THE DATA |
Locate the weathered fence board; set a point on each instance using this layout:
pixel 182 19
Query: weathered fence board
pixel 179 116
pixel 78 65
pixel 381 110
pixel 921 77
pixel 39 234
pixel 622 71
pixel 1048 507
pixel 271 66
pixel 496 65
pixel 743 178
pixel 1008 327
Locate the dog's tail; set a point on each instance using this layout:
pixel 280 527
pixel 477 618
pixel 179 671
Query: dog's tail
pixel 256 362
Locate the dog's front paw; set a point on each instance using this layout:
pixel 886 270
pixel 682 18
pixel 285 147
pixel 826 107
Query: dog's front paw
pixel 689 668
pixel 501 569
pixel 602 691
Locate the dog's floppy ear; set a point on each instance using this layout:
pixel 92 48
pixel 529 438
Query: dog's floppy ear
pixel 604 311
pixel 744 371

EXERCISE DETAILS | Convert everything from the line containing "Locate the dog's floppy" down to the end of the records above into a JSON list of strings, one string per line, leaving out blank lines.

WRITTEN RESPONSE |
[
  "Locate the dog's floppy ear; set a point on each instance using this layout:",
  "pixel 92 48",
  "pixel 529 438",
  "Query: dog's floppy ear",
  "pixel 604 311",
  "pixel 744 371"
]